◆ 问题 1:
根据讲SparkSQL处理数据倾斜的节选段落,回答下面三个小问题:
(a) 文中说,是什么情况导致了数据倾斜?
(b) 代码里 RESU_SAVE_TABLE_NAME 被赋成了什么值?
(c) 代码把 spark.network.timeout 设成了多少?
◆ 问题 2:
请接着这段讲SparkSQL处理数据倾斜的节选段落,从末尾往下续写。

◆ 节选段落:
SparkSQL处理数据倾斜
广播实现思路
伪代码
原因是因为我们在做一个需求的时候由于计算量非常大,数据量不是很大,但是会有很多空值,导致数据倾斜,我们采取了Spark SQL方式实现需求,同时采取了广播优化的方案策略。
object External {
val RESU_SAVE_TABLE_NAME = "dwd_led_tab"
val session = session.conf.set("spark.app.name","External")
session.conf.set("spark.sql.adaptive.enabled",false)
session.conf.set("spark.speculation",true)
session.conf.set("spark.yarn.am.cores",3)
session.conf.set("spark.network.timeout",300)
session.conf.set("spark.reducer.maxReqsInFlight",10)
session.conf.set("spark.reducer.maxBlocksInFlightPerAddress",10)
session.conf.set("spark.sql.outoBroadcastJoinThreshold",1048576000)
sparkSession(session)
def mm_leader(partition_name:String):Unit = {
println("partition_name: " + partition_name)
val mm_leaderDf = session.sql(
s"""

◆ 所给数据:
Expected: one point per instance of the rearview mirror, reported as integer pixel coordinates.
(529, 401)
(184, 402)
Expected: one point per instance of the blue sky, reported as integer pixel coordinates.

◆ 作答结果 1:
(a) 数据里有很多空值。
(b) "dwd_led_tab"
(c) 300

◆ 作答结果 2:
|select
| default.md5(concat('mm',poi_id)) as leader_id
| ,city_id
| ,city_name
| ,poi_id
| ,lng
| ,lat
|from external_open.dwd_goods_mm_df
|where dt = '${partition-name}'
|and lng is not null
|and lat is not null
|and lng != 0.0
|and lat != 0.0
|""".stripMargin
).repartition(numpartitions = 1000)
val mm_poiDf = session.sql(
s"""
|select
| grid_id
| ,big_grid_id
| ,city_id
| ,fence as contour
|from es2hive_group_leader_grid
|where dt = from_unixtime(unix_timestamp(concat_ws('-','${partition_name}',23),'yyyy-MM-dd-HH'),'yyyyMmddHH')
|and status = 1
|and fence is not null
|and fence != ''
|""".stripMargin
).cache()
val leader_mm_grids = mm_leaderDf.join(broadcase(mm_poiDf),usingColumn = "city_id")
leader_mm_grids.where(col(colName = "is_within").equalTo(other=1)).createTempView("refu_mm_tab")
println("leader_mm_grids ====+++++++++++ TempView")
val external_leader = session.sql(
s"""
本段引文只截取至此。